» AIM OF THE EXERCISE
Can you recast the lines below as a numbered list, leaving out blank lines, starting with the line containing "of the pale" and continuing through the line containing "x=81, y=290", both included?

» DATA
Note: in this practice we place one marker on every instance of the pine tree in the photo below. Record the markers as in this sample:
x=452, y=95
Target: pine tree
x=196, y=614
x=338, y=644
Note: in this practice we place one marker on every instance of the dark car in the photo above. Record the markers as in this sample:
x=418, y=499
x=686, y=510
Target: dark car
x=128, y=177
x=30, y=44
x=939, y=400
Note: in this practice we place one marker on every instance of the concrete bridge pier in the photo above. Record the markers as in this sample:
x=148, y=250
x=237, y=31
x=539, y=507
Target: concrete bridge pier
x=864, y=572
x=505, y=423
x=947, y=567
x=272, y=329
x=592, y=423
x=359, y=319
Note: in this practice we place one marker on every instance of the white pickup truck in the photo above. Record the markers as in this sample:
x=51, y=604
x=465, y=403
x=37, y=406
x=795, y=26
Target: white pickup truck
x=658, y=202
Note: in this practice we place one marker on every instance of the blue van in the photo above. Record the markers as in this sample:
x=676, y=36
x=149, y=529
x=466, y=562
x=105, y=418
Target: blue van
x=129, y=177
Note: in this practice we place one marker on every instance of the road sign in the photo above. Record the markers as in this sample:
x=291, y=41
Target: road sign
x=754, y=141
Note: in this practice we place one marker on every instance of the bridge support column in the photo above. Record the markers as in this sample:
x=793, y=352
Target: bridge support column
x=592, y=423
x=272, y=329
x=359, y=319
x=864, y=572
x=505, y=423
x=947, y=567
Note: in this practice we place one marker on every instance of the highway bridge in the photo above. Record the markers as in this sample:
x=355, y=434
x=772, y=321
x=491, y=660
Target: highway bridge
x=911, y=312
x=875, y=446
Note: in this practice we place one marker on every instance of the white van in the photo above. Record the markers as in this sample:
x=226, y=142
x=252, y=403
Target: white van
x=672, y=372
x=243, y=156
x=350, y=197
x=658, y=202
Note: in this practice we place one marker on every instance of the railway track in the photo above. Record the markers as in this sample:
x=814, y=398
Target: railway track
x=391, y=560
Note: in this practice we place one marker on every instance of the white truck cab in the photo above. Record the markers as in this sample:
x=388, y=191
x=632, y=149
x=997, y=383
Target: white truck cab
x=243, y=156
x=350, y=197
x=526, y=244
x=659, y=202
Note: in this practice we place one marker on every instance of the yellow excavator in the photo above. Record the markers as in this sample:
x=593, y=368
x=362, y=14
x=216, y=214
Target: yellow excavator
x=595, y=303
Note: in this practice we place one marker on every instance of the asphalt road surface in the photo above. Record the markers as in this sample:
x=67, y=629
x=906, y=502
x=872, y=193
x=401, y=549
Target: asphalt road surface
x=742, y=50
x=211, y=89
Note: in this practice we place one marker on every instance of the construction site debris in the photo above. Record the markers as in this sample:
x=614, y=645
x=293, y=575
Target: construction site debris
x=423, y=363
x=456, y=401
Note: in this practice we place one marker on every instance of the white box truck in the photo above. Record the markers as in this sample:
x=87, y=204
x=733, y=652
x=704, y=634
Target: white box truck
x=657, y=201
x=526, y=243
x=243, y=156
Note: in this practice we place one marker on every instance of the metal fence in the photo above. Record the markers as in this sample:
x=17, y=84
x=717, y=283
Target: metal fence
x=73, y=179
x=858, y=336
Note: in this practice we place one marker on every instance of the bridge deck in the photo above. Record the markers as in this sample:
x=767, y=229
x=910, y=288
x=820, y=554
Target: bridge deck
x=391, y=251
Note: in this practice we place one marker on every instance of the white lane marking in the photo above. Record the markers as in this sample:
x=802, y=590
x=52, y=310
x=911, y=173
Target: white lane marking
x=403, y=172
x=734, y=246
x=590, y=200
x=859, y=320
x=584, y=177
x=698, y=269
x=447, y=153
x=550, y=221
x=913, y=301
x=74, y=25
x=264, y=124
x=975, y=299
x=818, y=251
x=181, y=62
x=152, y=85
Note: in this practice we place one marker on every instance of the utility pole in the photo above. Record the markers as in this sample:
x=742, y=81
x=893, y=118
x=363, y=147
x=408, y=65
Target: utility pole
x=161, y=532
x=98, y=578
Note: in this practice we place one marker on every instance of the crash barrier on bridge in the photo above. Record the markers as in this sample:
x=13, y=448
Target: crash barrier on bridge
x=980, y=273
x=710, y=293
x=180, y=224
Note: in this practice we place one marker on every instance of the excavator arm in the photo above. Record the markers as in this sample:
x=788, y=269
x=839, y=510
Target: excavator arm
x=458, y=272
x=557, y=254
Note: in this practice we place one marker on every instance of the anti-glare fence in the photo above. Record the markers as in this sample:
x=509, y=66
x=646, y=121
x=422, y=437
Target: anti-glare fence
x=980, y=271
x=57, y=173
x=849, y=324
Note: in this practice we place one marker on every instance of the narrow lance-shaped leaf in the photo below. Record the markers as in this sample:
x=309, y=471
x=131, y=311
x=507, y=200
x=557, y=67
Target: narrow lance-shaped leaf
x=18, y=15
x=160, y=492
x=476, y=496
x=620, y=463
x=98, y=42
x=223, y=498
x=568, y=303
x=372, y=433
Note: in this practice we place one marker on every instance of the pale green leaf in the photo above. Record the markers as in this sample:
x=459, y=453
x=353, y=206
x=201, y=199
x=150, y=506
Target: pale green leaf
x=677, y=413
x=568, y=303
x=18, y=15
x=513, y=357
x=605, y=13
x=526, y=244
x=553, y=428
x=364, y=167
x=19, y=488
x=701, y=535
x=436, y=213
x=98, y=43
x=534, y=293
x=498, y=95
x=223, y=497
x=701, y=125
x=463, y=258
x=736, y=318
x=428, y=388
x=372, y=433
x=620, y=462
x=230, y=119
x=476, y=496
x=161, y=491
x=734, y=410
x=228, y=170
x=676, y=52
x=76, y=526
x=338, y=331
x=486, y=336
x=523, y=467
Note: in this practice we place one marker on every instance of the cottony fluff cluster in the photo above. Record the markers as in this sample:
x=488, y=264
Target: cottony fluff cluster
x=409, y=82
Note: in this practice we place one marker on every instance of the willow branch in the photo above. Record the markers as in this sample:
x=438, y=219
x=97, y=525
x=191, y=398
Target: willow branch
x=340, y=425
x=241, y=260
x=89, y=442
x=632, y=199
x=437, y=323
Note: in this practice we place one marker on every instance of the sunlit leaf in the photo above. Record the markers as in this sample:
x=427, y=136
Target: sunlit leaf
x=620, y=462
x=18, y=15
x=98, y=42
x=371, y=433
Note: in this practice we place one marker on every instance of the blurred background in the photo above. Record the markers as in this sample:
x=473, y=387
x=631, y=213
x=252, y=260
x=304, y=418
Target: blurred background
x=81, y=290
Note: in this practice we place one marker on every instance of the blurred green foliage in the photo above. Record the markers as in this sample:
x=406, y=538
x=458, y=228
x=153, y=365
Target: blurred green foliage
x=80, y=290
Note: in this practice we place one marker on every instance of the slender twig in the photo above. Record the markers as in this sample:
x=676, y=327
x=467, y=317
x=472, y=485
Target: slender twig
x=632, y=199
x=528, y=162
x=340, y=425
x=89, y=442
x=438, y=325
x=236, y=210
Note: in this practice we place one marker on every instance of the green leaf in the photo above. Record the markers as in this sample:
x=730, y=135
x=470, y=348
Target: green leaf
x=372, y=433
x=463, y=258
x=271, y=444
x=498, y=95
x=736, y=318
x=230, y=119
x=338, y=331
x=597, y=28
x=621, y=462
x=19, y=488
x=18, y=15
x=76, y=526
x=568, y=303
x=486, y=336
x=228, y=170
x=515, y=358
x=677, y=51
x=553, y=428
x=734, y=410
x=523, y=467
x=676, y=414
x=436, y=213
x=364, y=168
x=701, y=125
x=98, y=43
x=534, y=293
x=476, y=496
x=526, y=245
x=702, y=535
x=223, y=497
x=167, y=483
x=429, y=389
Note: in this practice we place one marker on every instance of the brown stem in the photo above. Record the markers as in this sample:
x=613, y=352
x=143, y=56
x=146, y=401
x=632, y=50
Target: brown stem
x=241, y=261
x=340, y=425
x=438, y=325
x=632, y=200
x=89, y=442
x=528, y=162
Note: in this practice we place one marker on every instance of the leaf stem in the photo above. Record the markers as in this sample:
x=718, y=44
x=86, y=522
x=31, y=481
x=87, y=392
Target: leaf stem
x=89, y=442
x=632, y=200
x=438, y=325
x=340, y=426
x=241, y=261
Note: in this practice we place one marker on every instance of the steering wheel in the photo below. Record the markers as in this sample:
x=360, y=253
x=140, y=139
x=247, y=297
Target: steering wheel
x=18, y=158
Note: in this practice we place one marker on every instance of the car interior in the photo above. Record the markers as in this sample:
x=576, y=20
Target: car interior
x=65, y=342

» TASK ANSWER
1. Note: in this practice we place one marker on every instance of the pale green leaf in the photo above. Record the markers as in this sample:
2. x=459, y=453
3. x=353, y=206
4. x=201, y=199
5. x=150, y=506
6. Target: pale green leaf
7. x=677, y=413
8. x=568, y=303
9. x=18, y=15
10. x=513, y=357
11. x=605, y=13
12. x=526, y=244
13. x=553, y=428
14. x=364, y=167
15. x=19, y=488
16. x=701, y=535
17. x=436, y=213
18. x=98, y=43
19. x=534, y=293
20. x=498, y=95
21. x=223, y=497
22. x=701, y=125
23. x=463, y=258
24. x=736, y=318
25. x=428, y=388
26. x=372, y=433
27. x=620, y=462
28. x=230, y=119
29. x=476, y=496
30. x=161, y=491
31. x=734, y=410
32. x=228, y=170
33. x=676, y=52
34. x=76, y=526
35. x=338, y=331
36. x=486, y=336
37. x=523, y=467
38. Note: in this practice we place one marker on every instance of the cottony fluff cluster in the photo above. Record the markers as in this sample:
39. x=488, y=264
40. Target: cottony fluff cluster
41. x=409, y=82
42. Note: in this practice we place one marker on every instance of the willow branch in the photo above. Record the markers as in this sample:
43. x=438, y=219
44. x=97, y=525
45. x=191, y=398
46. Target: willow branch
47. x=340, y=425
48. x=241, y=260
49. x=89, y=442
50. x=632, y=199
51. x=437, y=323
52. Note: in this practice we place one marker on every instance of the sunlit leaf in the photo above. Record the markers as in this sample:
53. x=427, y=136
54. Target: sunlit leaf
55. x=620, y=462
56. x=18, y=15
57. x=98, y=42
58. x=371, y=433
59. Note: in this practice we place one marker on every instance of the blurred background in the photo above. Record the markers as in this sample:
60. x=473, y=387
61. x=631, y=213
62. x=252, y=260
63. x=304, y=418
64. Target: blurred background
65. x=81, y=290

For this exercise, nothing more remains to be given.